> Quoted passage
───
Published: July 03, 2008 11:59 am    print this story   email this story   comment on this story  

DELUCA: Gems can bring glitter to the bridal crown

By Michele Deluca
E-mail Michele

This past week, I stumbled across a sweet little corner of Niagara Falls that I had never seen before, an old brick-lined street off Buffalo Avenue called Hillcrest.

It doesn’t even really look like a street, but if you drive down it‘s ivy-sided lane, it has the feel of a prosperous, quaint nook in the village at Niagara-on- the-Lake.

Hillcrest probably isn’t a surprise to Falls residents. And surely, the residents in surrounding cities like Tonawanda and Lockport probably don’t care much that it exists, but they should.

Hillcrest feels like a little nugget of gemstone. If you’re mining desperately for it, like many folks are in this area, you should always know where they are hidden.

I was on the street because I had been invited to see a new bed and breakfast located at the end of it called the Hillcrest Inn. It’s an old mansion, purchased by a young couple who moved here recently from Japan.
───
> Source data
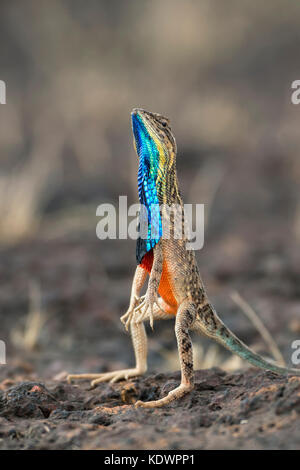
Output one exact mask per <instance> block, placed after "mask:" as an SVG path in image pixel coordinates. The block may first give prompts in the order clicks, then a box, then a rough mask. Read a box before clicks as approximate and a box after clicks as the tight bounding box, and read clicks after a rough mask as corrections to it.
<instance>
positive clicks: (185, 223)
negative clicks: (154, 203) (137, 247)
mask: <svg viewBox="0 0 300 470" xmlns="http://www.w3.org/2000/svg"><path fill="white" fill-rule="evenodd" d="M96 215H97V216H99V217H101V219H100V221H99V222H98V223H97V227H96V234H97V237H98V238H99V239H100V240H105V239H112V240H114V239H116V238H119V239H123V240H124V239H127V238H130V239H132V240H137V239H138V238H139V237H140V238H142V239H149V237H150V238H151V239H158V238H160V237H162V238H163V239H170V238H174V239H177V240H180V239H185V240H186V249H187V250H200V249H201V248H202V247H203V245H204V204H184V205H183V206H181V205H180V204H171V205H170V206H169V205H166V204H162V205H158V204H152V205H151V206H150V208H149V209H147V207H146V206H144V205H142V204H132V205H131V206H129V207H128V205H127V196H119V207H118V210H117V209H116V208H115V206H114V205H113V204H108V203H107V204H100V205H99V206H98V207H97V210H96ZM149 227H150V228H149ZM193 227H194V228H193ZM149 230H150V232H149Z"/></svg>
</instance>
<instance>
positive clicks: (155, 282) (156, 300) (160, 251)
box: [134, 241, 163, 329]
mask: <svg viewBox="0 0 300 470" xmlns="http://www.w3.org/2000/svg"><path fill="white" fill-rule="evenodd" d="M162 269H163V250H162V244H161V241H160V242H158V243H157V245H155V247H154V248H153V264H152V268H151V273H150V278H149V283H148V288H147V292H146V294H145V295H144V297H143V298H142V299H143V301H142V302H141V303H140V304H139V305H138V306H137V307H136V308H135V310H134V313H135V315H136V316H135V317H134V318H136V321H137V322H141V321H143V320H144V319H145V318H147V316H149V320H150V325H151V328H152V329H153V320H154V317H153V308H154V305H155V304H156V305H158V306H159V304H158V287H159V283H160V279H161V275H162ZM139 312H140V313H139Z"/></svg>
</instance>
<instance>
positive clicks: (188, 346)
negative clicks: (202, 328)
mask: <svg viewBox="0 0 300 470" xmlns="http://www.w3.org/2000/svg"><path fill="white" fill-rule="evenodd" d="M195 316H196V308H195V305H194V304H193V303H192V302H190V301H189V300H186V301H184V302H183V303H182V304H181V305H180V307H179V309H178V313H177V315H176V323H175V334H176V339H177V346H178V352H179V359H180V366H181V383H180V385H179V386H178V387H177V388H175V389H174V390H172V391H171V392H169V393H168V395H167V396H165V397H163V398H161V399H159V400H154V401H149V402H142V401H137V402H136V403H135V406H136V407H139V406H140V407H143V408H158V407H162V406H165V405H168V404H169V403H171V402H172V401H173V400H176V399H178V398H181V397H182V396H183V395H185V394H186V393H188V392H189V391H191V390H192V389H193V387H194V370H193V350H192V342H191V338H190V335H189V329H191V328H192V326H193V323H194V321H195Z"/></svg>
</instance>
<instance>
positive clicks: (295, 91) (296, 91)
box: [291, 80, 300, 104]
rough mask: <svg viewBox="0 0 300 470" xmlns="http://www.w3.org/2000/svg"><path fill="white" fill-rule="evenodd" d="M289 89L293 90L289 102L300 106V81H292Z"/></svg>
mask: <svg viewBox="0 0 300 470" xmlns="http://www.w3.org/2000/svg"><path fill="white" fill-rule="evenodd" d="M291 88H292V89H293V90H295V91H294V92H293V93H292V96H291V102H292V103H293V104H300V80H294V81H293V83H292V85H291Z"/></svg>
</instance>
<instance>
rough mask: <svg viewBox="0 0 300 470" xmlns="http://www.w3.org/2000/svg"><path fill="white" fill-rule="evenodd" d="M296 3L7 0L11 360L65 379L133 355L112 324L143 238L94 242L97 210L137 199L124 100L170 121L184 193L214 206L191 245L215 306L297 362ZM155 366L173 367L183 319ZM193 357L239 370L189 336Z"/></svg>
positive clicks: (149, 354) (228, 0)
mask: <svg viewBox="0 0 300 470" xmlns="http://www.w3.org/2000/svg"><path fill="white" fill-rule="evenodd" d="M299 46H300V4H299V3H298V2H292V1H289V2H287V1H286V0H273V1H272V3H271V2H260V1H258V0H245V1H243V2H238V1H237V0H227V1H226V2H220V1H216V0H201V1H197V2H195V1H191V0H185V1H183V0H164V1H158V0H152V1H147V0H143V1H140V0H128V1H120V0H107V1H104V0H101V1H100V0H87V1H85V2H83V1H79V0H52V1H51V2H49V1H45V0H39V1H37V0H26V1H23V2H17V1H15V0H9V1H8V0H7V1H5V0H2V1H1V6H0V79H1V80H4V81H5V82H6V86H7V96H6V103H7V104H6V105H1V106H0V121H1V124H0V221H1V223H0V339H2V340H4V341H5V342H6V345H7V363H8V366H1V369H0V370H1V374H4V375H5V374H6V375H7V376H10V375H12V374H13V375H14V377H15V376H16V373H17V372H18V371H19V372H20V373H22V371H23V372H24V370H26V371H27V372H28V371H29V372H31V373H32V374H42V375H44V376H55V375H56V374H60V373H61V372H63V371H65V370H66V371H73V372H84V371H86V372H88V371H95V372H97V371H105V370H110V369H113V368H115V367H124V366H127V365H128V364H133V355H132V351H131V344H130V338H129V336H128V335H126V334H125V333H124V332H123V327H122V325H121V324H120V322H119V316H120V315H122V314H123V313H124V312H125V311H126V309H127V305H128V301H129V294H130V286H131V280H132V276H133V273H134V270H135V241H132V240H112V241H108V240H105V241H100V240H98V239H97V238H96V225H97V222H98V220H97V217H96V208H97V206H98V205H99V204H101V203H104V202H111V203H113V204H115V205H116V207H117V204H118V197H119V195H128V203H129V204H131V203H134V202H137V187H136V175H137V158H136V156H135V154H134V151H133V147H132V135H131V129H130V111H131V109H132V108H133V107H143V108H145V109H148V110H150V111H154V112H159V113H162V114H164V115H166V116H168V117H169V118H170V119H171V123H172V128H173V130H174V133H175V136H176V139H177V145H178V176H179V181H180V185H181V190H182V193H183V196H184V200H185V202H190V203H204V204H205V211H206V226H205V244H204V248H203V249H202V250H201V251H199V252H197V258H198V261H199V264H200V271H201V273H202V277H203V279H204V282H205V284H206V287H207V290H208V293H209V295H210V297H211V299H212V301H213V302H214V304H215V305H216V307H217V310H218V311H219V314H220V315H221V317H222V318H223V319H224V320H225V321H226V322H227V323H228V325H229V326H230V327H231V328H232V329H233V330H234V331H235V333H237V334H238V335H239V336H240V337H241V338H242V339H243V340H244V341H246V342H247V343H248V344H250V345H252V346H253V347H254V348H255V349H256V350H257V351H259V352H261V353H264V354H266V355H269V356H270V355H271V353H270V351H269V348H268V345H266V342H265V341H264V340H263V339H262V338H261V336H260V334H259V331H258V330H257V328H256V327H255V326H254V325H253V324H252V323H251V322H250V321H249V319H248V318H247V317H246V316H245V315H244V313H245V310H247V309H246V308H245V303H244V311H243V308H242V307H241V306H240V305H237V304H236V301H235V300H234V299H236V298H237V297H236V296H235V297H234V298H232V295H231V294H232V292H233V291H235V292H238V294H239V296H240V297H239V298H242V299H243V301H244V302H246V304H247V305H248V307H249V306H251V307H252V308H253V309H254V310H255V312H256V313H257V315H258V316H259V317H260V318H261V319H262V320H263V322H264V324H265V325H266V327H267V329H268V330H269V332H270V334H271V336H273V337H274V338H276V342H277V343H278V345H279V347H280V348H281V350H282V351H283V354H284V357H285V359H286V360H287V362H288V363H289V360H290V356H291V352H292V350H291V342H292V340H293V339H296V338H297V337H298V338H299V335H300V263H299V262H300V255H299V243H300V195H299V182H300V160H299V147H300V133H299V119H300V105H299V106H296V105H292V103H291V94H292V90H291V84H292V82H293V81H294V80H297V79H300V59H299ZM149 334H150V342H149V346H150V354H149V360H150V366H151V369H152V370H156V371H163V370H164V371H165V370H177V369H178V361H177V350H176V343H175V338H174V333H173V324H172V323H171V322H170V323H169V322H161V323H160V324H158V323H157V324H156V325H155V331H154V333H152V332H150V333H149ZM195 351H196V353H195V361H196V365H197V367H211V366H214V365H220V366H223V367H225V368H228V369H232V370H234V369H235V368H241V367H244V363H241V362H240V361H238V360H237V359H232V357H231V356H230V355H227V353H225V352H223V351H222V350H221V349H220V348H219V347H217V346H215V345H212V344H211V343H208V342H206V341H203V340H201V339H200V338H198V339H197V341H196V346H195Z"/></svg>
───
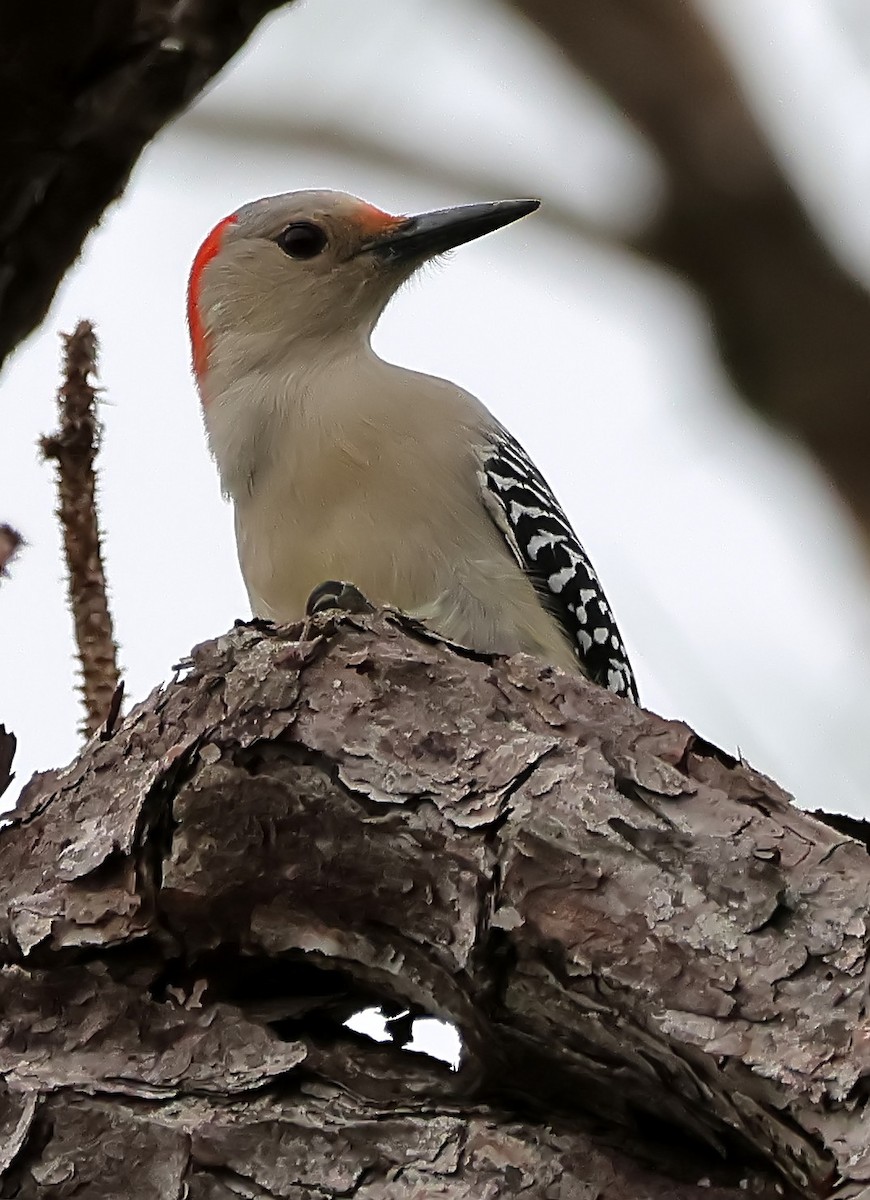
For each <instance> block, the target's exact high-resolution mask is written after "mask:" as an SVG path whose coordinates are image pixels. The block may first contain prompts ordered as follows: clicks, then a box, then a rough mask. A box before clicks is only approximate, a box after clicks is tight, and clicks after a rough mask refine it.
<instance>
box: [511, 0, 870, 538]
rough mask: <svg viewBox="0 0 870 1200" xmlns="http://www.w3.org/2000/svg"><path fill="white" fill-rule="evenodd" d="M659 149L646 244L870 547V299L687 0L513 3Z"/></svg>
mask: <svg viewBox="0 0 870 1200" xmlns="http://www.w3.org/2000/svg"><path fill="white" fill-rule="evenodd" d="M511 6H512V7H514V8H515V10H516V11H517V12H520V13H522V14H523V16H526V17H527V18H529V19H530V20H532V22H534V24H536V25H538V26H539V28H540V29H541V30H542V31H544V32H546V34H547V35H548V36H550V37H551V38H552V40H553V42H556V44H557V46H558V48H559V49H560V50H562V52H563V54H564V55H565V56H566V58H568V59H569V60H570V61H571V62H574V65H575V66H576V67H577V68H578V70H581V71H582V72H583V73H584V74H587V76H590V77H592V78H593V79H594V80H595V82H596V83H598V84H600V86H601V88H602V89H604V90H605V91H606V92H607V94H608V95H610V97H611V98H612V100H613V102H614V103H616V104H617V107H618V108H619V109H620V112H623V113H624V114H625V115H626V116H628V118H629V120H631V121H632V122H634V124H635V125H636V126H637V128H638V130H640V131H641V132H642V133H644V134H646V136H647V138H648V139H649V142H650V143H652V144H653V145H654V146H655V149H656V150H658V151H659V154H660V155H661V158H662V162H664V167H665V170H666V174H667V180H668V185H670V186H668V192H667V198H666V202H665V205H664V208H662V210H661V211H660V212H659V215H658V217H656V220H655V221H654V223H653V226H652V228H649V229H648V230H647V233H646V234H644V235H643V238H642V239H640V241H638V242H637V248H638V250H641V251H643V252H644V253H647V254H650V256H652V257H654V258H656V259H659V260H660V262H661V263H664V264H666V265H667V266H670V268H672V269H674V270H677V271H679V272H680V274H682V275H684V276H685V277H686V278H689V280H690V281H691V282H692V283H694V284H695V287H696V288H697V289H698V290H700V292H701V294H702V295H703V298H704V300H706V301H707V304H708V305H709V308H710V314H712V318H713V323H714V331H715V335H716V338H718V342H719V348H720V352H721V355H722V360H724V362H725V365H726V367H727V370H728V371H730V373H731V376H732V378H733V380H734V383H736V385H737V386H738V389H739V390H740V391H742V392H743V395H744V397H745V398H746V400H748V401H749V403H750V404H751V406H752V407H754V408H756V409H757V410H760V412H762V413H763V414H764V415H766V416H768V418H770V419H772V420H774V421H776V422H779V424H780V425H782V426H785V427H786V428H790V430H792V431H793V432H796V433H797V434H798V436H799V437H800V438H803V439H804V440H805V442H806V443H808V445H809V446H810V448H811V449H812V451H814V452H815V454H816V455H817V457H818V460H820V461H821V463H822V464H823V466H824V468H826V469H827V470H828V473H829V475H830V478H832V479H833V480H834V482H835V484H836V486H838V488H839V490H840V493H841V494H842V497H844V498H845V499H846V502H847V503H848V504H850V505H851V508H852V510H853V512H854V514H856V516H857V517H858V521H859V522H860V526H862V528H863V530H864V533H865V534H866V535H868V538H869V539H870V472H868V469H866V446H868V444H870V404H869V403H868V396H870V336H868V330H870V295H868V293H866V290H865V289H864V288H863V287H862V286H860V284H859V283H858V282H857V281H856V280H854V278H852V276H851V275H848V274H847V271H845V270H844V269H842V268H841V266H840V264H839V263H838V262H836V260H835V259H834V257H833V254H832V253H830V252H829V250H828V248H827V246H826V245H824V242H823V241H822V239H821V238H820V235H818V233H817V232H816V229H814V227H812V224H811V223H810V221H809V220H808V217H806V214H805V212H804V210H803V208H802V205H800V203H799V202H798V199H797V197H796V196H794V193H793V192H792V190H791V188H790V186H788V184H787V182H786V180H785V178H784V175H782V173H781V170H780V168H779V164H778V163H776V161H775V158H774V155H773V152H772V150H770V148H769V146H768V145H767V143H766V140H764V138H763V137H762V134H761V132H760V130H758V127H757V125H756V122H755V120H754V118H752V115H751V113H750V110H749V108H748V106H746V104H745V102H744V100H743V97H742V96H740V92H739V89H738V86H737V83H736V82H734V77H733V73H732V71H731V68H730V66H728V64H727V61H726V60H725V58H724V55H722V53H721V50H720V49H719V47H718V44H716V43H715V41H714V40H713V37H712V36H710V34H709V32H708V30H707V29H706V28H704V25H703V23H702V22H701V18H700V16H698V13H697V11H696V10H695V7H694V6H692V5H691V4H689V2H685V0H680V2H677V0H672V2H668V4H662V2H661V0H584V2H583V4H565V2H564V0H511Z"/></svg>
───
> Tasks to complete
A: In the column about Hillcrest, where did the young couple who bought the Hillcrest Inn move from?
B: In the first block of rows, print every line from the one containing "Output one exact" through the one containing "negative clicks: (154, 203) (137, 247)", including both.

> Responses by task
A: Japan

B:
Output one exact mask per <instance> block, placed after "mask:" as an SVG path in image pixel coordinates. The block may first give prompts in the order clicks, then a box, then a rough mask. Read a box before clicks as approximate and a box after clicks as the tight bounding box, and read clicks after a rough mask as corrections to it.
<instance>
positive clicks: (185, 223)
negative clicks: (154, 203) (137, 247)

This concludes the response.